1 files changed, 111 insertions, 59 deletions
diff --git a/report.txt b/report.txt
index 1eab1a1..ed03942 100644
--- a/report.txt
+++ b/report.txt
@@ -1,63 +1,115 @@
-COMP 426 Assignment 3
+COMP 426 Project
 Sam Anthony 40271987
 
 
-= Manycore implementation of 2D bouncing balls simulation on the GPU =
+= Heterogeneous Multicore Implementation of 2D Bouncing Balls Simulation Using OpenCL =
+
+The PCAM methodology was used to redesign the bouncing balls simulation
+as a heterogeneous multicore program.  There are four steps in PCAM:
+Partitioning, Communication, Agglomeration, and Mapping.  The program
+was designed as a pipeline that runs on the CPU and GPU in parallel.
+
 
-
-# Simulation
-
-This version uses OpenCL to run the simulation on the GPU.  The old C
-functions were transcribed into three OpenCL kernels: move(), which
-updates the positions of the balls; collideWalls(), which reacts to
-collisions between balls and the bounds of the screen; and collideBalls(),
-which reacts to collisions between pairs of balls.

== Data rows ==
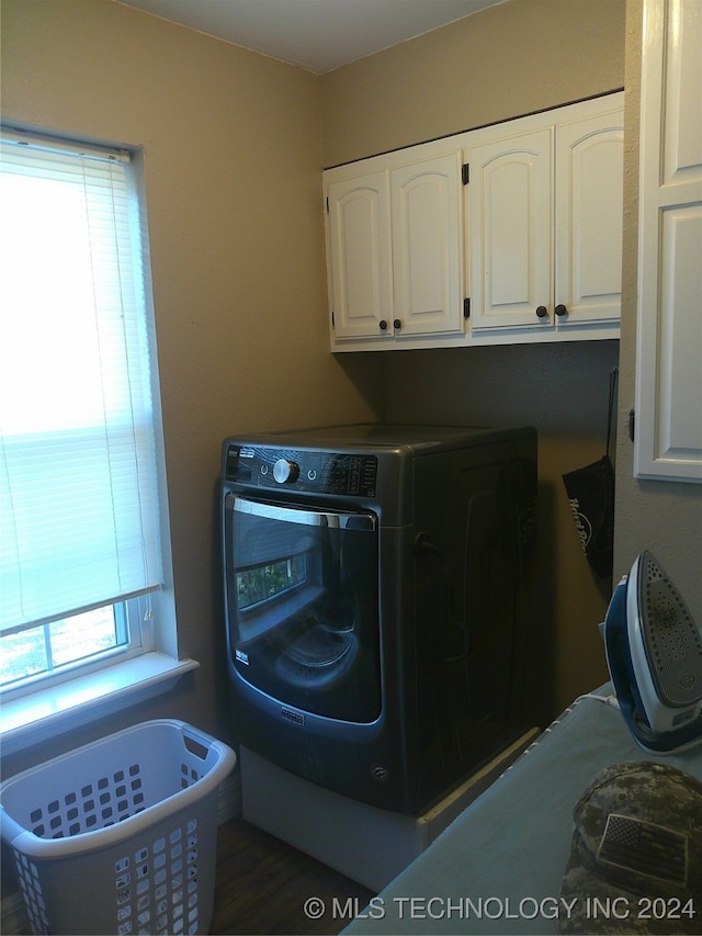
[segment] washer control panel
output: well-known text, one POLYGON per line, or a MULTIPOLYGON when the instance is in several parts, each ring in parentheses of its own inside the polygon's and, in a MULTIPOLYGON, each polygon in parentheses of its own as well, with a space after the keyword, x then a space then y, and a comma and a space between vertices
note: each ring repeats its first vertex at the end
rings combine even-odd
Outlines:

== Task requirements ==
1/ In the report diff, how many steps does the PCAM methodology have, and what are they?
2/ Reproduce the report diff starting at the words "-= Manycore implementation" and stopping after "GPU in parallel.".

== Outputs in order ==
1/ Four: Partitioning, Communication, Agglomeration, and Mapping.

2/
-= Manycore implementation of 2D bouncing balls simulation on the GPU =
+= Heterogeneous Multicore Implementation of 2D Bouncing Balls Simulation Using OpenCL =
+
+The PCAM methodology was used to redesign the bouncing balls simulation
+as a heterogeneous multicore program.  There are four steps in PCAM:
+Partitioning, Communication, Agglomeration, and Mapping.  The program
+was designed as a pipeline that runs on the CPU and GPU in parallel.